### RECORDS FOR THIS EXERCISE
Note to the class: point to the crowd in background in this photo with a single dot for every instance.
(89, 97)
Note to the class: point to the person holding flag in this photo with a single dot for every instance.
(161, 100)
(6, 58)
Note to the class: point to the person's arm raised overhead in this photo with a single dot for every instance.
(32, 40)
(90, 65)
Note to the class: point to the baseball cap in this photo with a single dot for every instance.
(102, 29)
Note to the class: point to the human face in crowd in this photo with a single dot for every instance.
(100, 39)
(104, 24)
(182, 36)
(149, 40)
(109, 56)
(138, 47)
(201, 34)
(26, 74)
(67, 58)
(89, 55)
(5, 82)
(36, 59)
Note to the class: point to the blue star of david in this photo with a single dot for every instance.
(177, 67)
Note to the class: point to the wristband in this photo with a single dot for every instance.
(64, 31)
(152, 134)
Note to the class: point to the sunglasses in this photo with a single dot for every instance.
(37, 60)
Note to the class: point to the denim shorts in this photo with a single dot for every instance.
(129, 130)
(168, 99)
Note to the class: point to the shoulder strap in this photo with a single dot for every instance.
######
THE PROBLEM> Reproduce all of the material above word for word, from its first line through its last.

FINAL RESULT>
Note to the class: point to the crowd in background in this photo with a single dot for every instance.
(89, 97)
Note to the class: point to the person holding flag in this photo with a single dot for every instance.
(161, 100)
(6, 58)
Note to the class: point to the person's arm raised overhead in this photo with a single dot for every instance.
(32, 40)
(90, 65)
Note to the class: point to the baseball cap in this photo with a single dot for every instance.
(102, 29)
Note to the class: point to the human face in crowd in this photo with a single dot for every instance.
(100, 39)
(104, 24)
(182, 36)
(149, 40)
(109, 56)
(138, 47)
(201, 34)
(26, 74)
(67, 58)
(89, 55)
(5, 82)
(36, 59)
Note to the class: point to the blue star of david in this photo with a single dot for every instance.
(177, 67)
Note to the class: point to the wristband in this photo with a single dot for every instance.
(64, 31)
(152, 134)
Note to the class: point to the sunglasses in this photo with a single dot for every instance.
(37, 60)
Note to the class: point to the denim shorts in this photo with a single dot for every instance.
(129, 130)
(168, 99)
Note to the class: point to the shoulder strap in this photo with a single dot for every instance.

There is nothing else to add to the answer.